▶ [Goal]: Recast only the portion of the records that opens with the line containing "blurred duck head" and closes with the line containing "x=613, y=279", both lines included, as a numbered list, omitting blank lines.

[Records contained in a dataset]
>>>>

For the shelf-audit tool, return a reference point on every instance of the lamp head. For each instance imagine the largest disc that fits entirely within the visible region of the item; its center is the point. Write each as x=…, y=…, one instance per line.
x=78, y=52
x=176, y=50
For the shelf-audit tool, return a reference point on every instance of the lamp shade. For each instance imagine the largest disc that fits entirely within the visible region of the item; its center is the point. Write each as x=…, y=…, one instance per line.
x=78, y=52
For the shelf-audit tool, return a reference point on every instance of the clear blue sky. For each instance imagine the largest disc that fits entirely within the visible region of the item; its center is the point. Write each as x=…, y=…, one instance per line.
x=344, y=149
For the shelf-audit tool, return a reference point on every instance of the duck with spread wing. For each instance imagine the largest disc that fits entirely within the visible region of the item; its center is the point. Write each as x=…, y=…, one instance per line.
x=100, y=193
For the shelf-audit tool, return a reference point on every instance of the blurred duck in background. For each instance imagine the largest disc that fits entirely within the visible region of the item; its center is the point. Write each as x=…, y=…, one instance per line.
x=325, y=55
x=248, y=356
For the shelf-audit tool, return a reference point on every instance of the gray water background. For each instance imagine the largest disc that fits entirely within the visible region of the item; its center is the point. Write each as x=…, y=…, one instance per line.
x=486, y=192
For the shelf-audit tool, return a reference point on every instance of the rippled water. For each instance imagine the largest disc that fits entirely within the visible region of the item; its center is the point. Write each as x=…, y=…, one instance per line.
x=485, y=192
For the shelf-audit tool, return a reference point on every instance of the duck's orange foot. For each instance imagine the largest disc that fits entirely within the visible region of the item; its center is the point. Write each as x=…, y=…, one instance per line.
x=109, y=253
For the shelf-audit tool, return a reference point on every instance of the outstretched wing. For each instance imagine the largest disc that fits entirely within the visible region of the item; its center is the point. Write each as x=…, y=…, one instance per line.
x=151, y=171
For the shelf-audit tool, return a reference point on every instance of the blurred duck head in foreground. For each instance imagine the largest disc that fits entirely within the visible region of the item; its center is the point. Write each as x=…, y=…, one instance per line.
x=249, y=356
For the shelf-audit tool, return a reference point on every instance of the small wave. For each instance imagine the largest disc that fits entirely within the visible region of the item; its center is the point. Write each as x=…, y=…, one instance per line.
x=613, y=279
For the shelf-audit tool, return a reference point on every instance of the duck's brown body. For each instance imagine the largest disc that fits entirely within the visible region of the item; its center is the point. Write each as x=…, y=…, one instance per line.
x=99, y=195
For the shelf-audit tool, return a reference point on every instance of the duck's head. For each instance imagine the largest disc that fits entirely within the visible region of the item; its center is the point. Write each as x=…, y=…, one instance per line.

<<<<

▶ [Reply]:
1. For the shelf-audit tool, return a reference point on every instance of the blurred duck head in foreground. For each instance imagine the largest disc that fits entirely within the visible region of the item; its center is the point. Write each as x=…, y=…, one instance per line.
2. x=249, y=356
3. For the shelf-audit tool, return a reference point on every instance of the small wave. For each instance imagine the largest disc that fits entirely within the visible region of the item; its center is the point. Write each as x=…, y=…, one instance per line.
4. x=613, y=279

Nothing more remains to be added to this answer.